Provided passage:
■ ■ ■

UNITED STATES SECURITIES AND EXCHANGE COMMISSION
Washington, D.C. 20549
FORM 8-K
CURRENT REPORT
PURSUANT TO SECTION 13 OR 15(d)
OF THE SECURITIES EXCHANGE ACT OF 1934
Date of earliest event reported:
July 2, 2005
Commission
File
Number |
|
Exact name of the registrant as specified in its
charter, address of principal executive offices and
the registrant's telephone number |
|
IRS Employer
Identification
Number |
|
|
|
|
|
1-8841
|
FPL GROUP, INC.
700 Universe Boulevard
Juno Beach, Florida 33408
(561) 694-4000 |
59-2449419
|
State or other jurisdiction of incorporation or organization: Florida
|
Check the appropriate box below if the Form 8-K filing is intended to simultaneously satisfy the filing obligation of the registrant under any of the following provisions:
|
[ ] Written communications pursuant to Rule 425 under the Securities Act (17 CFR 230.425)
|
[ ] Soliciting material pursuant to Rule 14a-12 under the Exchange Act (17 CFR 240.14a-12)
|
[ ] Pre-commencement communications pursuant to Rule 14d-2(b) under the Exchange Act (17 CFR 240.14d-2(b))
|
[ ] Pre-commencement communications pursuant to Rule 13e-4(c) under the Exchange Act (17 CFR 240.13e-4(c))
|
CAUTIONARY STATEMENTS AND RISK FACTORS THAT MAY AFFECT FUTURE RESULTS
In connection with the safe harbor provisions of the Private Securities Litigation Reform Act of 1995 (Reform Act), FPL Group, Inc. (FPL Group) is hereby filing cautionary statements identifying important factors that could cause FPL Group's actual results to differ materially from those projected in forward-looking statements (as such term is defined in the Reform Act) made by or on behalf of FPL Group in this Form 8-K, in presentations, in response to questions or otherwise. Any statements that express, or involve discussions as to, expectations, beliefs, plans, objectives, assumptions or future events or performance (often, but not always, through the use of words or phrases such as will likely result, are expected to, will continue, is anticipated, believe, could, estimated, may, plan, potential, projection, target, outlook) are not statements of historical facts and may be forward-looking. Forward-looking statements involve estimates, assumptions and uncertainties. Accordingly, any such statements are qualified in their entirety by reference to, and are accompanied by, the following important factors (in addition to any assumptions and other factors referred to specifically in connection with such forward-looking statements) that could cause FPL Group's actual results to differ materially from those contained in forward-looking statements made by or on behalf of FPL Group.
Any forward-looking statement speaks only as of the date on which such statement is made, and FPL Group undertakes no obligation to update any forward-looking statement to reflect events or circumstances after the date on which such statement is made or to reflect the occurrence of unanticipated events. New factors emerge from time to time and it is not possible for management to predict all of such factors, nor can it assess the impact of each such factor on the business or the extent to which any factor, or combination of factors, may cause actual results to differ materially from those contained in any forward-looking statement.

■ ■ ■

Set exercise 1:
According to the FPL Group Form 8-K, what is the date of the earliest event reported?
Set exercise 2:
Carry the FPL Group Form 8-K forward, beginning after its last sentence.

Source data:
■ ■ ■

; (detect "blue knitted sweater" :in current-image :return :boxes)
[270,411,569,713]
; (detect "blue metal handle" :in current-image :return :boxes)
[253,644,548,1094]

■ ■ ■

Response 1:
July 2, 2005

Response 2:
The following are some important factors that could have a significant impact on FPL Group's operations and financial results, and could cause FPL Group's actual results or outcomes to differ materially from those discussed in the forward-looking statements:
FPL Group and its subsidiaries are subject to changes in laws or regulations, including the Public Utility Regulatory Policies Act of 1978, as amended (PURPA), the Public Utility Holding Company Act of 1935, as amended (Holding Company Act), the Federal Power Act, the Atomic Energy Act of 1954, as amended and certain sections of the Florida statutes relating to public utilities, changing governmental policies and regulatory actions, including those of the Federal Energy Regulatory Commission (FERC), the Florida Public Service Commission (FPSC) and the utility commissions of other states in which FPL Group has operations, and the U.S. Nuclear Regulatory Commission (NRC), with respect to, among other things, allowed rates of return, industry and rate structure, operation of nuclear power facilities, operation and construction of plant facilities, operation and construction of transmission facilities, acquisition, disposal, depreciation and amortization of assets and facilities, recovery of fuel and purchased power costs, decommissioning costs, return on common equity (ROE) and equity ratio limits, and present or prospective wholesale and retail competition (including but not limited to retail wheeling and transmission costs). The FPSC has the authority to disallow recovery by Florida Power & Light Company (FPL) of any and all costs that it considers excessive or imprudently incurred.
The regulatory process generally restricts FPL's ability to grow earnings and does not provide any assurance as to achievement of earnings levels.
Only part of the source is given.